▸ **Directions for this task**
Produce a verbatim copy of the entries listed below.

▸ **Material for this exercise**
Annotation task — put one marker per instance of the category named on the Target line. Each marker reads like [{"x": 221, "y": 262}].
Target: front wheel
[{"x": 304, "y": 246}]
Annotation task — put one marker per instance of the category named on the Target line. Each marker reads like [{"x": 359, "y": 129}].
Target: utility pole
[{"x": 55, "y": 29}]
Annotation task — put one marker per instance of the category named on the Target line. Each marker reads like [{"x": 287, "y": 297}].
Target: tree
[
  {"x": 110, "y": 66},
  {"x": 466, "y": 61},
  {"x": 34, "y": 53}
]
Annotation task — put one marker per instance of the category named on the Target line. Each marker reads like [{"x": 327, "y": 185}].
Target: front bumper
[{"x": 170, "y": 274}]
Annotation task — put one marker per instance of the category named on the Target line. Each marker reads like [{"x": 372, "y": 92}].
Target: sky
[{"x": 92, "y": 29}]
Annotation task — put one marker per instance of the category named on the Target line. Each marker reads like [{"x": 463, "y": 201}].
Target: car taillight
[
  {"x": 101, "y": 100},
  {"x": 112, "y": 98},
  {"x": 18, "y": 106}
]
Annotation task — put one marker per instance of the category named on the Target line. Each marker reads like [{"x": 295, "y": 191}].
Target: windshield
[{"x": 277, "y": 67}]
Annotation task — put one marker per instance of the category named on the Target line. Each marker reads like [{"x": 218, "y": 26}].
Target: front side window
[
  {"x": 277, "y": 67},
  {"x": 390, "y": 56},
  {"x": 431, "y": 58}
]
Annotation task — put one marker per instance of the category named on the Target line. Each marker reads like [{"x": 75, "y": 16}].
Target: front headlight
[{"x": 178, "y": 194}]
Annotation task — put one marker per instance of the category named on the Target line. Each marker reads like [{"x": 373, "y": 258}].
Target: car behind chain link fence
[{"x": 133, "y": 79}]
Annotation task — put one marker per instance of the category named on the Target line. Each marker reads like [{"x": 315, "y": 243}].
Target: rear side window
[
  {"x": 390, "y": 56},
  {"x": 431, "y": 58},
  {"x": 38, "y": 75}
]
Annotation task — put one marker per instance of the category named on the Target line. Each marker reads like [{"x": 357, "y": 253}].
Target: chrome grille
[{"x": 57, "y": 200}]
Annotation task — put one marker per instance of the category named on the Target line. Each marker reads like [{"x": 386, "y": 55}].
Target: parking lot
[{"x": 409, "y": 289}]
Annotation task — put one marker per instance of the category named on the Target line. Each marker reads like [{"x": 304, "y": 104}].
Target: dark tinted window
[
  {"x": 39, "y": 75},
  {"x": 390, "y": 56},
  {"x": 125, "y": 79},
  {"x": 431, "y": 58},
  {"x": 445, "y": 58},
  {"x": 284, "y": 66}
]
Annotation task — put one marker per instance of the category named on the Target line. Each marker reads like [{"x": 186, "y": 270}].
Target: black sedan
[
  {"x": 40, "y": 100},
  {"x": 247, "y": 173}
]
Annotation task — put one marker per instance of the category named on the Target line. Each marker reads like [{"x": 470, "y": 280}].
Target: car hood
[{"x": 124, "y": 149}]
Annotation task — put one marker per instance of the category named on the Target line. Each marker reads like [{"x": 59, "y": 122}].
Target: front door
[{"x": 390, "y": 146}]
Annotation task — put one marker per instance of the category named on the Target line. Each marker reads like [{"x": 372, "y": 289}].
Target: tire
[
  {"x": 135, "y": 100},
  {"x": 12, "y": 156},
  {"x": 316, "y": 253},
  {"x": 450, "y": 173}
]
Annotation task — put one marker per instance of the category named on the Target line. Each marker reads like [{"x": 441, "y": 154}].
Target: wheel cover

▸ **Response box**
Annotation task — put one marker per instance of the category named on the Target line. Each marker reads like [{"x": 221, "y": 262}].
Target: front wheel
[{"x": 304, "y": 246}]
Annotation task — put one marker per instance of the category named on the Target line. Each marker reads like [{"x": 359, "y": 129}].
Target: utility pole
[{"x": 55, "y": 29}]
Annotation task — put one marker per instance of the category named on the Target line. Each marker reads like [{"x": 287, "y": 297}].
Target: tree
[
  {"x": 110, "y": 66},
  {"x": 466, "y": 61},
  {"x": 34, "y": 53}
]
Annotation task — put one marker per instance of the category named on the Target line. Each marker reads like [{"x": 327, "y": 185}].
Target: front bumper
[{"x": 170, "y": 274}]
Annotation task — put one marker per instance of the category named on the Target line. Each marker reads like [{"x": 372, "y": 92}].
Target: sky
[{"x": 92, "y": 29}]
Annotation task — put one marker per instance of the category named on the Target line. Each marker reads like [{"x": 463, "y": 201}].
Target: car taillight
[
  {"x": 101, "y": 100},
  {"x": 112, "y": 98},
  {"x": 18, "y": 106}
]
Annotation task — put one marker per instance of the category named on the Target line. Each marker reads like [{"x": 295, "y": 191}].
Target: windshield
[{"x": 277, "y": 67}]
Annotation task — put one marker per instance of the category named on the Target line. Each marker reads like [{"x": 218, "y": 26}].
Target: front side window
[
  {"x": 277, "y": 67},
  {"x": 390, "y": 56},
  {"x": 431, "y": 58}
]
Annotation task — put one marker per instance of the category named on the Target line. Each marker reads like [{"x": 75, "y": 16}].
Target: front headlight
[{"x": 178, "y": 194}]
Annotation task — put one marker per instance of the category named on the Target line. Each marker reads like [{"x": 373, "y": 258}].
Target: car behind chain link fence
[{"x": 133, "y": 79}]
Annotation task — put one marker per instance of the category named on the Target line. Each marker reads like [{"x": 315, "y": 243}].
Target: rear side window
[
  {"x": 390, "y": 56},
  {"x": 431, "y": 58},
  {"x": 38, "y": 75}
]
Annotation task — put one marker per instance of the category named on the Target line. Each marker reads like [{"x": 357, "y": 253}].
Target: chrome grille
[{"x": 57, "y": 200}]
Annotation task — put one marker per instance of the category named on the Target line. Each marker reads like [{"x": 386, "y": 55}].
Target: parking lot
[{"x": 409, "y": 289}]
Annotation task — put one marker per instance of the category named on the Target line. Each marker reads like [{"x": 304, "y": 104}].
Target: dark tinted window
[
  {"x": 39, "y": 75},
  {"x": 390, "y": 56},
  {"x": 125, "y": 79},
  {"x": 431, "y": 58},
  {"x": 445, "y": 58},
  {"x": 284, "y": 66}
]
Annotation task — put one marker per instance of the category named on the Target line. Each marker reads like [{"x": 186, "y": 270}].
Target: black sedan
[
  {"x": 40, "y": 100},
  {"x": 247, "y": 173}
]
Annotation task — put one marker per instance of the category named on the Target line. Each marker reads like [{"x": 470, "y": 280}].
Target: car hood
[{"x": 124, "y": 149}]
Annotation task — put one marker per instance of the category named on the Target line. Each marker reads like [{"x": 59, "y": 122}].
Target: front door
[{"x": 390, "y": 146}]
Annotation task — put one marker per instance of the category named on the Target line. Each marker reads like [{"x": 372, "y": 289}].
Target: tire
[
  {"x": 135, "y": 100},
  {"x": 12, "y": 156},
  {"x": 316, "y": 253},
  {"x": 450, "y": 173}
]
Annotation task — put one marker per instance of the category named on the Target line. Each marker reads like [{"x": 441, "y": 154}].
Target: wheel cover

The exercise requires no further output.